[Natural-language object grounding data]

------------------------------------------------------------------------

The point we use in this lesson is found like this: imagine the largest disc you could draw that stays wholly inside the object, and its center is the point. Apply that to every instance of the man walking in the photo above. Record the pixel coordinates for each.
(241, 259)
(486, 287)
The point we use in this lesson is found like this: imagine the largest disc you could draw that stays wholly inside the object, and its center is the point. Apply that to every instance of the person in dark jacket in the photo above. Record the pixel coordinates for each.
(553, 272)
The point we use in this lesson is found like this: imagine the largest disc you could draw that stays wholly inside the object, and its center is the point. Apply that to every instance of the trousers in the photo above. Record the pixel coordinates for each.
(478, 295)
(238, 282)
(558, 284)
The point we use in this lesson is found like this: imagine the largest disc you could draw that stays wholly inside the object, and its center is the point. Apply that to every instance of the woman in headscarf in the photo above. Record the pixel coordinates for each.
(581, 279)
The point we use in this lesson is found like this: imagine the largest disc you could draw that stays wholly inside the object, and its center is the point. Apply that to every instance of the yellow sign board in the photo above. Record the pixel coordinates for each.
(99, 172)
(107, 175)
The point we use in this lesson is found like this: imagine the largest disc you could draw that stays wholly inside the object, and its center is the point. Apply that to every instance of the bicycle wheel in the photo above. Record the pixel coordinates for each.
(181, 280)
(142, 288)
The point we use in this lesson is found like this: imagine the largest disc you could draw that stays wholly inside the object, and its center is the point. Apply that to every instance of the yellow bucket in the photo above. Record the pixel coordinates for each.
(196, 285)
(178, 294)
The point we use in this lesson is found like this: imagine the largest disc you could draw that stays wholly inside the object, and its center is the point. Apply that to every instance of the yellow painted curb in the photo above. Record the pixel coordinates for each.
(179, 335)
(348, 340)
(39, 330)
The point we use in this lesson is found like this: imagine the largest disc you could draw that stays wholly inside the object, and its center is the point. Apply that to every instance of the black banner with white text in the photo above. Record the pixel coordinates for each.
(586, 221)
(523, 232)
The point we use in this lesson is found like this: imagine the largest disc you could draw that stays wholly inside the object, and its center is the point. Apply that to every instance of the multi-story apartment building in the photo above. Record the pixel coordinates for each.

------------------------------------------------------------------------

● **Directions**: Your response must consist of every line above, reproduced exactly.

● **Reply**:
The point we use in this lesson is found like this: imagine the largest disc you could draw that stays wholly inside the object, and its center is the point. Apply that to every instance of the man walking in the photo above. Record the pixel coordinates for each.
(241, 259)
(486, 287)
The point we use in this lesson is found like this: imagine the largest disc you could draw that stays wholly inside the object, and its center is the point. Apply that to every instance of the person in dark jacket in the photo above. Record the pixel coordinates for each.
(553, 272)
The point we use in this lesson is found like this: imagine the largest disc you could draw that stays wholly inside the object, and its center is the point. Apply that to every instance of the trousers in the photo above. Record the pixel coordinates for each.
(478, 295)
(238, 282)
(558, 284)
The point we use in this lesson is found like this: imagine the largest disc you could draw that stays wholly inside the object, and its center is the point. Apply that to every instance of the woman in headscarf in the photo above. Record the pixel coordinates for each.
(581, 279)
The point we use in this lesson is found like this: imagine the largest disc you could draw that stays wholly inside the object, and its center is the point. Apply that to every instance of the yellow sign board in the photo above. Record the pixel coordinates for each.
(99, 172)
(107, 175)
The point we use in this lesson is found like this: imagine the largest disc you could draw that stays wholly inside the object, and its center is the point. Apply that to every instance of the bicycle wheel in the photo above. Record the pixel coordinates for each.
(181, 280)
(142, 288)
The point we use in this lesson is found like this: imagine the largest disc you could draw that stays wholly inside the object, and its center is the point. Apply that to every instance of the yellow bucket in the photo above. Record the pixel coordinates for each.
(196, 285)
(178, 294)
The point we use in this lesson is found like this: imagine the largest disc you could draw that stays wholly inside the object, and its center is the point. Apply that to every instance of the yellow painted curb in the photo above. Record the pixel coordinates for each.
(179, 335)
(348, 340)
(39, 330)
The point we use in this lesson is found like this: imagine the largest disc you could draw that stays wholly inside the object, and its center is the point. Apply that to every instance of the black banner with white text in the photo above. Record the pixel coordinates for each.
(586, 221)
(523, 232)
The point we use in this lesson is found like this: imagine the largest disc you could draw that stays wholly inside the object, and its center is the point. Apply that to every instance of the multi-story apartment building in the photo above. Record the pixel coordinates for each.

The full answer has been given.